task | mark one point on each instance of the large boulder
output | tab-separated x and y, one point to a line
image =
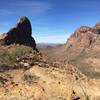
20	34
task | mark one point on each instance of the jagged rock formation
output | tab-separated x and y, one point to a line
20	34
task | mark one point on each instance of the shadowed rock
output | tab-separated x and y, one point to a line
20	34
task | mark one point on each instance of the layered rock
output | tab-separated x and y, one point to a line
20	34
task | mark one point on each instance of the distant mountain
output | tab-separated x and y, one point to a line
82	49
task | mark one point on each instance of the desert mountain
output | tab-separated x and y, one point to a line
20	34
27	75
82	49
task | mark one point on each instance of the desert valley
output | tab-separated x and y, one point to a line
31	71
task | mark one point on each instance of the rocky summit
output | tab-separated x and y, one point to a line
20	34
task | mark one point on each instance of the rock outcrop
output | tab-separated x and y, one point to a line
20	34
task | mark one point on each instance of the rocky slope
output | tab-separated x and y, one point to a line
82	50
26	75
20	34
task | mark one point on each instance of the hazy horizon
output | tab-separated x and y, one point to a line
53	21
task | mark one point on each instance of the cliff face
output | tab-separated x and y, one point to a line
20	34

::::

Reproduce every line above, requests included, and offset each x and y point coordinate in the answers by adding 136. Omit the pictures.

task | mark one point on each instance of the large boulder
output | tab-separated x and y, one point to a line
image =
156	170
task | mark one point on each instance of the jagged rock formation
output | tab-separated x and y, one point to a line
156	170
task | mark one point on each instance of the shadowed rock
output | tab-separated x and y, one point to a line
156	170
task | mark one point on each instance of the layered rock
output | tab-separated x and y, one point to a line
156	170
task | mark one point on each instance of the distant mountain
output | tab-separated x and y, one point to a line
218	185
task | mark one point on each instance of the desert mountain
output | tab-separated x and y, one point to a line
156	170
163	211
218	185
task | mark one point on each instance of the desert valley
output | tab-separated x and y, one point to a line
167	207
task | mark one point on each instance of the rocky summit
output | tab-separated x and y, one point to a line
156	170
task | mark one point on each instance of the rock outcrop
output | tab-separated x and y, one point to a line
156	170
task | mark one point on each instance of the rocky slope
output | tab-separated x and y, one point to a line
218	186
162	211
156	170
task | mark one point on each instance of the hazy horizon
output | tab-separated x and y, one point to a line
189	157
task | mark one point on each instance of the cliff face
output | tab-separated x and y, one point to a line
156	170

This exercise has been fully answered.